Repeat every record below exactly as it appears.

Referring expression data

----------

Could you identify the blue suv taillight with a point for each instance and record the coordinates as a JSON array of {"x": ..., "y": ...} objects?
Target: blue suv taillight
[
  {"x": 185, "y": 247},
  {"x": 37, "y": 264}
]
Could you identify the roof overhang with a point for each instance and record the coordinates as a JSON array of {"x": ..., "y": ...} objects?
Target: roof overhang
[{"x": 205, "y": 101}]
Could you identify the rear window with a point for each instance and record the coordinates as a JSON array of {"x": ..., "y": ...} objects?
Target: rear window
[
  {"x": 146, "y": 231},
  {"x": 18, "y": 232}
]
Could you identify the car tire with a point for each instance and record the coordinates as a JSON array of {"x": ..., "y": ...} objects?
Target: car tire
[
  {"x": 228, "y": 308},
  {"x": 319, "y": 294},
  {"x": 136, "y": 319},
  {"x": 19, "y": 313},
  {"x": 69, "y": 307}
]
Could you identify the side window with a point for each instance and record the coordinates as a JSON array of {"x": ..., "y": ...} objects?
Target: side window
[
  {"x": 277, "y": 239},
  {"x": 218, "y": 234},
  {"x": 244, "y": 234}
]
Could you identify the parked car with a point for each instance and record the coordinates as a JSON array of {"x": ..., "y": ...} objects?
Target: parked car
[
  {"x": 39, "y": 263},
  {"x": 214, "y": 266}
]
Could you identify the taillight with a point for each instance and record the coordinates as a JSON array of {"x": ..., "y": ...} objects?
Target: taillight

----------

**WRITTEN REPLY**
Could you identify the blue suv taillight with a point for each instance and record the coordinates as a JSON array of {"x": ..., "y": ...} objects?
Target: blue suv taillight
[
  {"x": 185, "y": 247},
  {"x": 37, "y": 264}
]
Could you identify the roof overhang with a point for each instance and record the coordinates as a JSON array of {"x": ..., "y": ...} objects?
Target: roof overhang
[{"x": 205, "y": 101}]
Could you identify the rear window with a point for each instance and record the coordinates as a JSON array of {"x": ..., "y": ...} objects?
Target: rear window
[
  {"x": 146, "y": 231},
  {"x": 18, "y": 232}
]
Could you identify the car tire with a point for each instance and record the coordinates as a JSON array of {"x": ..., "y": ...} objects?
Target: car tire
[
  {"x": 228, "y": 308},
  {"x": 319, "y": 294},
  {"x": 136, "y": 319},
  {"x": 19, "y": 313},
  {"x": 69, "y": 307}
]
Could you identify the side window with a point for each instance and record the coordinates as a JSON array of {"x": ..., "y": ...} objects?
Target: side window
[
  {"x": 277, "y": 239},
  {"x": 218, "y": 234},
  {"x": 244, "y": 234}
]
Could you identify the parked car with a point for each instance and record the coordinates as a JSON array of {"x": ..., "y": ...} objects?
Target: parked car
[
  {"x": 39, "y": 263},
  {"x": 214, "y": 266}
]
Could you identify the taillight with a point for each instance and record the coordinates as a JSON array of {"x": ..., "y": ...} objects?
Target: taillight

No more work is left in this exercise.